■ **Task input**:
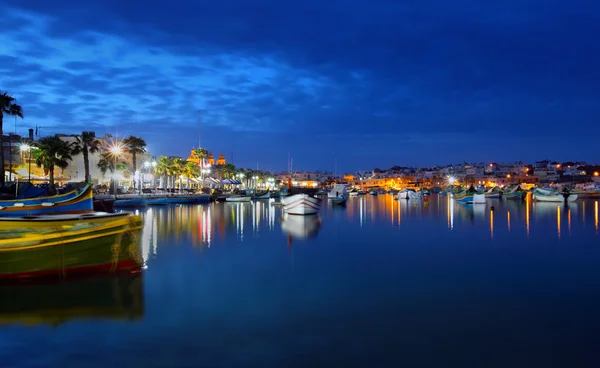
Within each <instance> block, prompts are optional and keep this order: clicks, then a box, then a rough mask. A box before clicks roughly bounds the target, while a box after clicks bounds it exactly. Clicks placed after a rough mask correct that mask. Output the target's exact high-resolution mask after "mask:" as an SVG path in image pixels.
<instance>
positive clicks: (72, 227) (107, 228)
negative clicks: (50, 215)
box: [0, 215, 143, 279]
mask: <svg viewBox="0 0 600 368" xmlns="http://www.w3.org/2000/svg"><path fill="white" fill-rule="evenodd" d="M86 225H87V226H86ZM22 230H23V232H21V233H19V232H18V231H17V230H12V233H9V234H6V233H4V234H2V237H1V238H0V279H23V278H35V277H57V278H59V277H64V276H65V275H71V274H83V273H85V274H93V273H106V272H117V271H126V272H139V271H141V267H142V264H143V259H142V255H141V249H140V244H139V241H138V239H139V232H140V230H141V219H140V217H139V216H133V215H129V216H127V217H126V218H119V219H116V220H114V221H110V222H108V223H104V224H96V225H90V224H85V225H84V226H82V225H78V226H74V227H72V228H71V229H62V230H60V231H52V232H46V231H43V230H42V231H39V232H34V231H31V229H28V228H25V229H22Z"/></svg>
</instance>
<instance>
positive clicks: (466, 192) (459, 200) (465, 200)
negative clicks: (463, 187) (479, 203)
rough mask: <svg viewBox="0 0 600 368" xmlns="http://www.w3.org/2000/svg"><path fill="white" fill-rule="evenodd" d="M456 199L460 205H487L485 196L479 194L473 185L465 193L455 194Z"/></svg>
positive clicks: (469, 187)
mask: <svg viewBox="0 0 600 368" xmlns="http://www.w3.org/2000/svg"><path fill="white" fill-rule="evenodd" d="M454 199H455V200H456V201H457V202H460V203H485V194H483V193H479V192H477V191H476V190H475V188H474V187H473V186H472V185H471V187H469V189H467V190H466V191H464V192H460V193H454Z"/></svg>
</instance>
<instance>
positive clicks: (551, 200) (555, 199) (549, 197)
mask: <svg viewBox="0 0 600 368" xmlns="http://www.w3.org/2000/svg"><path fill="white" fill-rule="evenodd" d="M532 198H533V200H535V201H539V202H564V201H565V197H564V196H563V195H562V194H555V195H544V194H540V193H536V194H534V195H533V196H532ZM575 200H577V195H575V194H571V195H569V197H568V198H567V202H573V201H575Z"/></svg>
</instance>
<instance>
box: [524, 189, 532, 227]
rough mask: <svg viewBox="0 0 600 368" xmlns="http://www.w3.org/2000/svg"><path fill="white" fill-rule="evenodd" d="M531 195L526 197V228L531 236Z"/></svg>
mask: <svg viewBox="0 0 600 368" xmlns="http://www.w3.org/2000/svg"><path fill="white" fill-rule="evenodd" d="M530 198H531V196H527V197H525V230H526V232H527V236H529V205H530V204H531V200H530Z"/></svg>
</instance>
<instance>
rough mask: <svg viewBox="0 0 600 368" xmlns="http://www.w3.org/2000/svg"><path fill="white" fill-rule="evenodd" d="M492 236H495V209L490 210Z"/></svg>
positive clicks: (490, 224) (490, 218)
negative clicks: (494, 229) (494, 225)
mask: <svg viewBox="0 0 600 368" xmlns="http://www.w3.org/2000/svg"><path fill="white" fill-rule="evenodd" d="M490 236H491V237H492V238H494V211H492V210H490Z"/></svg>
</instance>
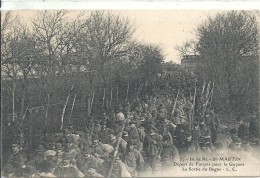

■ **Exercise**: Put each line of the listing above into the copy exactly, dropping the pictures.

■ **Task output**:
Within each <instance> block, prompts are optional and keep this order: clicks, then a box, then a rough mask. A box before clicks roughly bounds the target, while a box after clicks bounds it exactly. Clicks placed after a rough mask correct that mask. Output the target's exact high-resolution mask after "mask:" as an SVG path in image pixels.
<instance>
positive clicks: (72, 227) (107, 228)
negative clicks: (50, 215)
box: [0, 215, 143, 279]
mask: <svg viewBox="0 0 600 368" xmlns="http://www.w3.org/2000/svg"><path fill="white" fill-rule="evenodd" d="M86 225H87V226H86ZM22 230H23V232H21V233H19V232H18V231H17V230H12V233H9V234H6V233H4V234H2V237H1V238H0V279H23V278H35V277H57V278H59V277H64V276H65V275H71V274H83V273H85V274H93V273H106V272H117V271H126V272H139V271H141V267H142V264H143V259H142V255H141V249H140V244H139V241H138V239H139V232H140V230H141V219H140V217H139V216H133V215H129V216H127V217H126V218H119V219H116V220H114V221H110V222H108V223H104V224H96V225H90V224H85V225H84V226H82V225H78V226H74V227H72V228H71V229H62V230H60V231H52V232H46V231H43V230H42V231H39V232H34V231H31V229H28V228H25V229H22Z"/></svg>
</instance>
<instance>
positive clicks: (466, 192) (459, 200) (465, 200)
negative clicks: (463, 187) (479, 203)
rough mask: <svg viewBox="0 0 600 368" xmlns="http://www.w3.org/2000/svg"><path fill="white" fill-rule="evenodd" d="M456 199L460 205H487L485 196L479 194L473 185L465 193L455 194Z"/></svg>
positive clicks: (469, 187)
mask: <svg viewBox="0 0 600 368" xmlns="http://www.w3.org/2000/svg"><path fill="white" fill-rule="evenodd" d="M454 199H455V200H456V201H457V202H460V203H485V194H483V193H479V192H477V191H476V190H475V188H474V187H473V186H472V185H471V187H469V189H467V190H466V191H464V192H460V193H454Z"/></svg>
</instance>
<instance>
positive clicks: (551, 200) (555, 199) (549, 197)
mask: <svg viewBox="0 0 600 368" xmlns="http://www.w3.org/2000/svg"><path fill="white" fill-rule="evenodd" d="M532 198H533V200H535V201H539V202H564V201H565V197H564V196H563V195H562V194H555V195H544V194H540V193H536V194H534V195H533V196H532ZM575 200H577V195H575V194H571V195H569V197H568V198H567V202H573V201H575Z"/></svg>
</instance>
<instance>
box: [524, 189, 532, 227]
rough mask: <svg viewBox="0 0 600 368" xmlns="http://www.w3.org/2000/svg"><path fill="white" fill-rule="evenodd" d="M531 195L526 197V228L531 236Z"/></svg>
mask: <svg viewBox="0 0 600 368" xmlns="http://www.w3.org/2000/svg"><path fill="white" fill-rule="evenodd" d="M530 198H531V196H527V197H525V230H526V232H527V236H529V205H530V204H531V200H530Z"/></svg>
</instance>
<instance>
rough mask: <svg viewBox="0 0 600 368" xmlns="http://www.w3.org/2000/svg"><path fill="white" fill-rule="evenodd" d="M492 236H495V209L490 210Z"/></svg>
positive clicks: (490, 224) (490, 218)
negative clicks: (494, 229) (494, 225)
mask: <svg viewBox="0 0 600 368" xmlns="http://www.w3.org/2000/svg"><path fill="white" fill-rule="evenodd" d="M490 236H491V237H492V238H494V211H492V210H490Z"/></svg>
</instance>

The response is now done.